Written request :: Please reproduce the following lines word for word, with no changes.

Exercise materials ::
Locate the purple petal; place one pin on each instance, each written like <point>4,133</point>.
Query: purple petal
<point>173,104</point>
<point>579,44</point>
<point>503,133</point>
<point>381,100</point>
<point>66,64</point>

Exercise response ::
Locate the purple petal; place one pin on each instance, each written like <point>4,133</point>.
Query: purple petal
<point>173,104</point>
<point>579,44</point>
<point>503,133</point>
<point>381,100</point>
<point>66,64</point>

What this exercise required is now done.